_PROBLEM STATEMENT_.
Go line by line through the records below. Copy whichever lines contain the string "construction".

(Records contained in a dataset)
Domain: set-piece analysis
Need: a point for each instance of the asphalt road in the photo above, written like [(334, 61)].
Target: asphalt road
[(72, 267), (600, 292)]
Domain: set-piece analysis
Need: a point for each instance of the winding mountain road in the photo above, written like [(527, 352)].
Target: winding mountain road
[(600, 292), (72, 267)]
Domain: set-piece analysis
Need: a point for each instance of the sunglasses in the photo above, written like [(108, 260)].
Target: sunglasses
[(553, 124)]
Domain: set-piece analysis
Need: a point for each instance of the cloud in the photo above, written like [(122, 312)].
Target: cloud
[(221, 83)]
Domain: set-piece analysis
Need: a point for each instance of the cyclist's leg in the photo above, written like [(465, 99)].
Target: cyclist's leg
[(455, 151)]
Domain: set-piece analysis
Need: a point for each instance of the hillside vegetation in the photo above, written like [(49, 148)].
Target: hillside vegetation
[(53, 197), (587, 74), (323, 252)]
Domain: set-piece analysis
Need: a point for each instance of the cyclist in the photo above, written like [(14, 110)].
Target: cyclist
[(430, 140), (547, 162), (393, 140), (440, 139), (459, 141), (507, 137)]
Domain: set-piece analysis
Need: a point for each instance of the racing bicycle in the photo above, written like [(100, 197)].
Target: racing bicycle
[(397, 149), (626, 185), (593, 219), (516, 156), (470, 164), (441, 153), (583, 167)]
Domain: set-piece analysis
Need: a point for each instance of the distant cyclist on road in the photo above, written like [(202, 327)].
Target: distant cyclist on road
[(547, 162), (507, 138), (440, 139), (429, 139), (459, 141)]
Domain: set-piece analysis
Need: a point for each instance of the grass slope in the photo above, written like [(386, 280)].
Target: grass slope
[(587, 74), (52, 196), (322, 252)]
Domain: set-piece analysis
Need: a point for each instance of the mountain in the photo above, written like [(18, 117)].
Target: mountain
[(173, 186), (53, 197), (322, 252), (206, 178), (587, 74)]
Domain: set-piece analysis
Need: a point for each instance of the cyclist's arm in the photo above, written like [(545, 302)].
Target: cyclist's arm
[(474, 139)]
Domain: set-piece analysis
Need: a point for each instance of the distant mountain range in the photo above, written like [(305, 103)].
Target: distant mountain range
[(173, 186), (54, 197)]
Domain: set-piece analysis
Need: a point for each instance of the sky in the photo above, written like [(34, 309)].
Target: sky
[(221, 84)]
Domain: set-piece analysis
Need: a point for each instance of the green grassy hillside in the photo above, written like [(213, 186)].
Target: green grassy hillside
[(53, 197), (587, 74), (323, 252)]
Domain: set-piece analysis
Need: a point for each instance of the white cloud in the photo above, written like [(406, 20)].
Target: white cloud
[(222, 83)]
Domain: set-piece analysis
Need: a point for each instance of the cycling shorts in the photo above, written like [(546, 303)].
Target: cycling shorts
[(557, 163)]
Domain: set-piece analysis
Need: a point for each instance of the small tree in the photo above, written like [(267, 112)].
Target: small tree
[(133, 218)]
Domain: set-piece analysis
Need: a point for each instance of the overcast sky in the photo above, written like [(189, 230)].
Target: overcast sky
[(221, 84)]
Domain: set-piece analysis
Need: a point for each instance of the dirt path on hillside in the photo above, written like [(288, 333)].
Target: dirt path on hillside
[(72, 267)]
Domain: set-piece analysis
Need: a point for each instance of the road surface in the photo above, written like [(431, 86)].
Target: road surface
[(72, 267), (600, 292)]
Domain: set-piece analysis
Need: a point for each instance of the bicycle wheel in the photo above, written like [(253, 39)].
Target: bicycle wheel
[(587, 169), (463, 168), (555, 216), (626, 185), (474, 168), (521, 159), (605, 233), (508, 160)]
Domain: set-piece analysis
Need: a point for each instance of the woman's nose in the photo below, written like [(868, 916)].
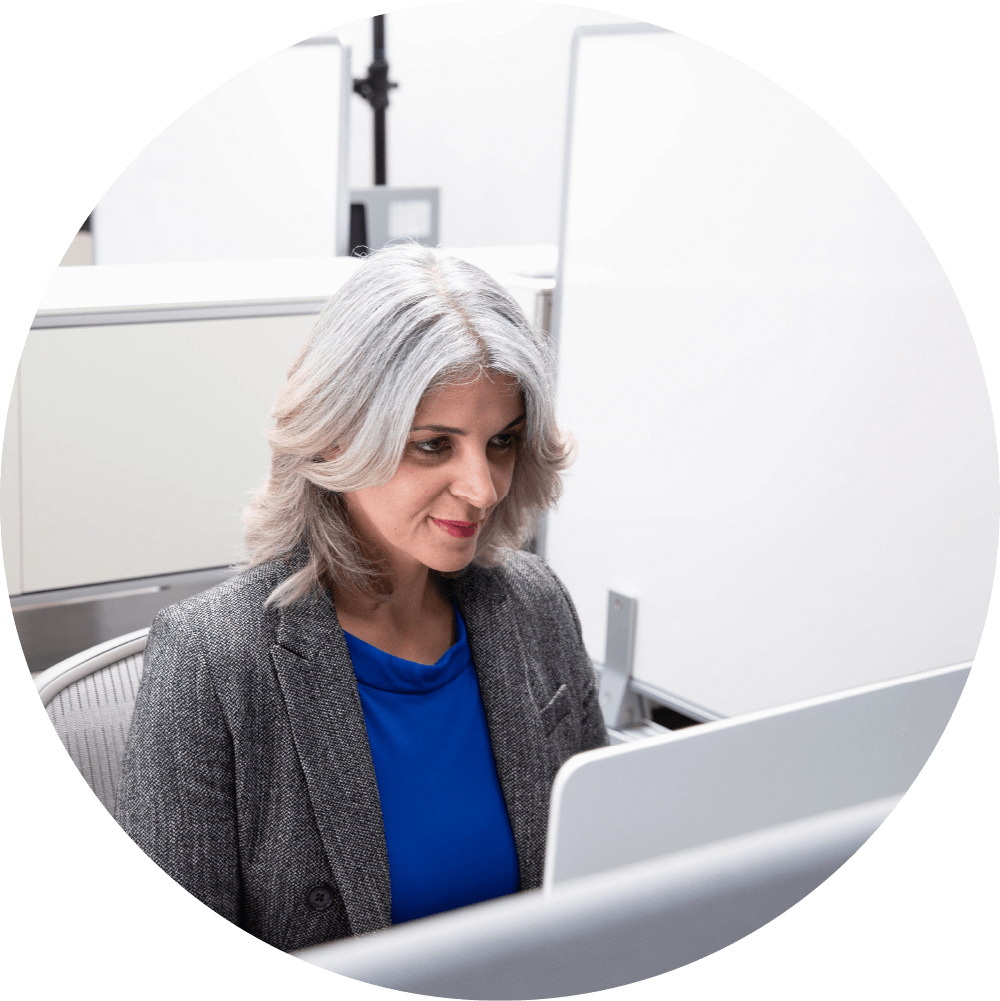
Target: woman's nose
[(474, 482)]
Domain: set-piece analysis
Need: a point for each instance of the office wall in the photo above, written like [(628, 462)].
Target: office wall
[(479, 112)]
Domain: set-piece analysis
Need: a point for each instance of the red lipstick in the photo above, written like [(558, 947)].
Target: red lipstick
[(458, 530)]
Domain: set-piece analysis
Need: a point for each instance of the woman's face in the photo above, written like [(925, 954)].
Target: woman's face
[(456, 467)]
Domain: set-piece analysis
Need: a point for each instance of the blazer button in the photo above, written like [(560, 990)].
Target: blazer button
[(319, 898)]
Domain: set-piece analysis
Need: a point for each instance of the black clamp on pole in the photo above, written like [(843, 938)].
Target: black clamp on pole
[(374, 89)]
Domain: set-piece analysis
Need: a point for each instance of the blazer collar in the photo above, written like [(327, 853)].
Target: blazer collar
[(521, 750), (317, 682), (324, 710)]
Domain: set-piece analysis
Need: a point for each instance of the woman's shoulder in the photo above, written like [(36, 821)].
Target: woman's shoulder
[(522, 577), (237, 601)]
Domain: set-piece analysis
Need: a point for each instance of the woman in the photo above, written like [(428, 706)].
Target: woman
[(363, 726)]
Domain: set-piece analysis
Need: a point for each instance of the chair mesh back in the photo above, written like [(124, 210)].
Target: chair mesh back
[(92, 717)]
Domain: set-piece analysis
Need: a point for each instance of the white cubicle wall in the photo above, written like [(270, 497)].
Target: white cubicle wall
[(786, 444), (142, 393), (256, 169)]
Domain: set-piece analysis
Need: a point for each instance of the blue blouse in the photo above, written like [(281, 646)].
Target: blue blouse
[(446, 828)]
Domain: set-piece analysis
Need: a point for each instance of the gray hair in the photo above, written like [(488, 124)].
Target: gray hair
[(408, 321)]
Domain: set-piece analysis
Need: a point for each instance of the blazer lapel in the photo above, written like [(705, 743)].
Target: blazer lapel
[(517, 733), (317, 681)]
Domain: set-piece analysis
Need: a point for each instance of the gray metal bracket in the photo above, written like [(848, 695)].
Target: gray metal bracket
[(620, 706)]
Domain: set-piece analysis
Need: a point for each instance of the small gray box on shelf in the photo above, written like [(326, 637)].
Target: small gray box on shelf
[(381, 214)]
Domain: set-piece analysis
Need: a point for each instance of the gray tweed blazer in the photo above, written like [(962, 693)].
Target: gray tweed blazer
[(247, 776)]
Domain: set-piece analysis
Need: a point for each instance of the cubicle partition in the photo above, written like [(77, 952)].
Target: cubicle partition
[(134, 435), (257, 169), (786, 447)]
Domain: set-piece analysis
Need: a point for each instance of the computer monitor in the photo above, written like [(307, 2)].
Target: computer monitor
[(636, 801)]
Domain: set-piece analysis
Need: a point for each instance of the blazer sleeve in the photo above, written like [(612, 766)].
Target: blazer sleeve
[(594, 733), (176, 796)]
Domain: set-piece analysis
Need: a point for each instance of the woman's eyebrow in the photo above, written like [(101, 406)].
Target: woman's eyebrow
[(442, 429)]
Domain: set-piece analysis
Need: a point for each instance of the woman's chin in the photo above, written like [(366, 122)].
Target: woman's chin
[(451, 563)]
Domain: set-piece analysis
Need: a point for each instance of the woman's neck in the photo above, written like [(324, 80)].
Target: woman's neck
[(415, 623)]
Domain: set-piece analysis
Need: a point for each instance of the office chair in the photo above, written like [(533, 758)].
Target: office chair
[(89, 699)]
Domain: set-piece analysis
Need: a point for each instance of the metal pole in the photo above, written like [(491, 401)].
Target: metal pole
[(378, 73), (374, 89)]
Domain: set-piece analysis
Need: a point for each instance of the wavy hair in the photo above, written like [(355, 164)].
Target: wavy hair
[(408, 321)]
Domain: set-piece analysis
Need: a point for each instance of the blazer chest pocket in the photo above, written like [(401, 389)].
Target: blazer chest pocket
[(557, 708)]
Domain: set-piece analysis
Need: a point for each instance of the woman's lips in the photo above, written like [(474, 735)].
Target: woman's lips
[(459, 530)]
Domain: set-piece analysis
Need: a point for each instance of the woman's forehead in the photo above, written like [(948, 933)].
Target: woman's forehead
[(492, 395)]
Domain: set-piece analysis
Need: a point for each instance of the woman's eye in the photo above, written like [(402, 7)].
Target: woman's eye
[(431, 446), (506, 441)]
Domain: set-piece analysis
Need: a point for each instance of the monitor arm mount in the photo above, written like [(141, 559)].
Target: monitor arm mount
[(374, 89)]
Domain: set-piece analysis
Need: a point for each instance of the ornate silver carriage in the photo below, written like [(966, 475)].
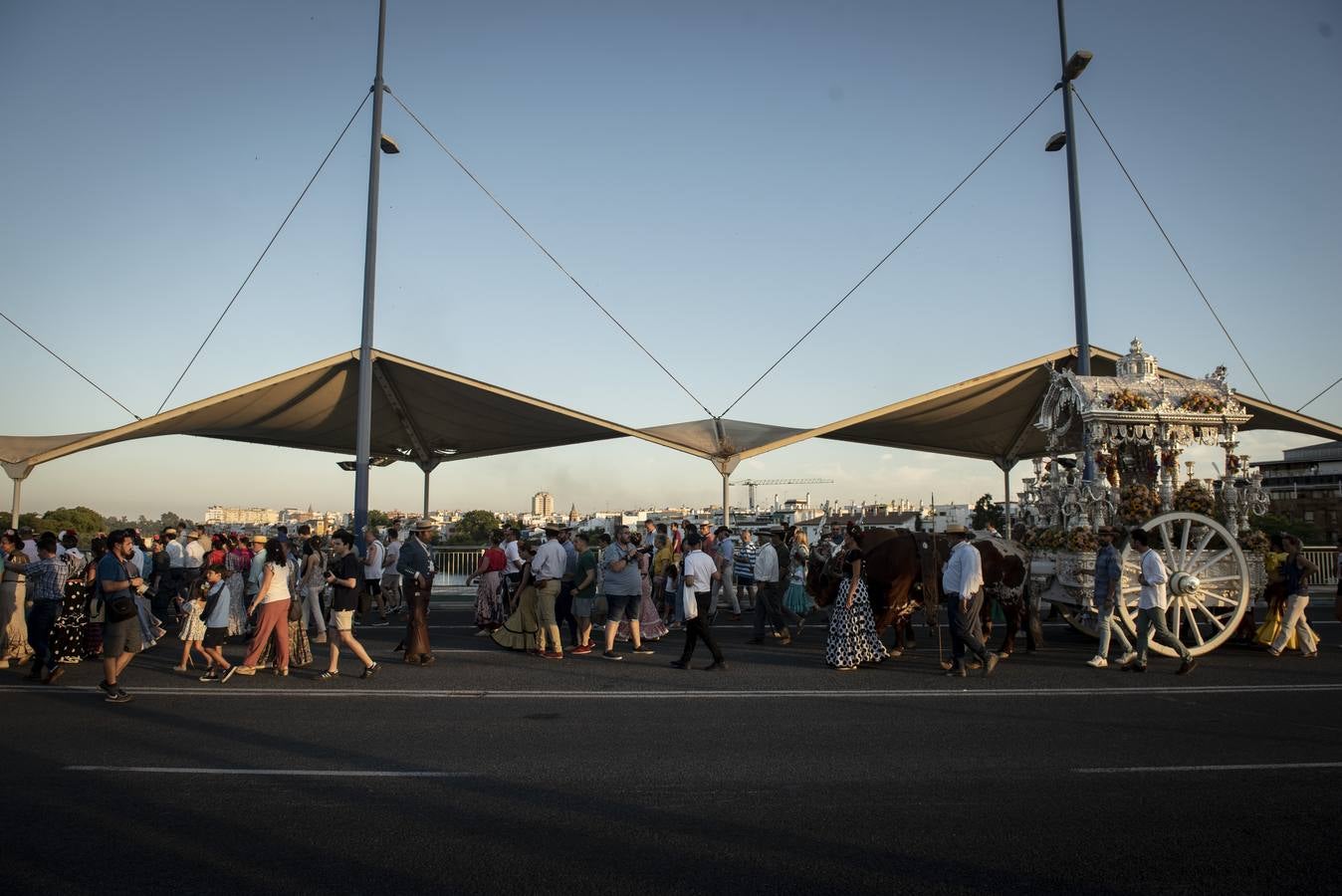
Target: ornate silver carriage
[(1134, 427)]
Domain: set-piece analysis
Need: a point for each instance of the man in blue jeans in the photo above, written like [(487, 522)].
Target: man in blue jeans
[(623, 586), (46, 589), (1109, 579), (1150, 608)]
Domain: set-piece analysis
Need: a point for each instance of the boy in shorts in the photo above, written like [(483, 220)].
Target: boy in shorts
[(345, 575)]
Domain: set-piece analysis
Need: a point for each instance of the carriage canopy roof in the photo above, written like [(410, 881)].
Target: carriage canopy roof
[(992, 416)]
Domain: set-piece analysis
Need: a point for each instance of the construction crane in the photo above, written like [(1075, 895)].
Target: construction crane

_EXERCISE RESULT_.
Need: a point for each instance of the construction crane in the photo above, written like [(1075, 895)].
Target: construction crane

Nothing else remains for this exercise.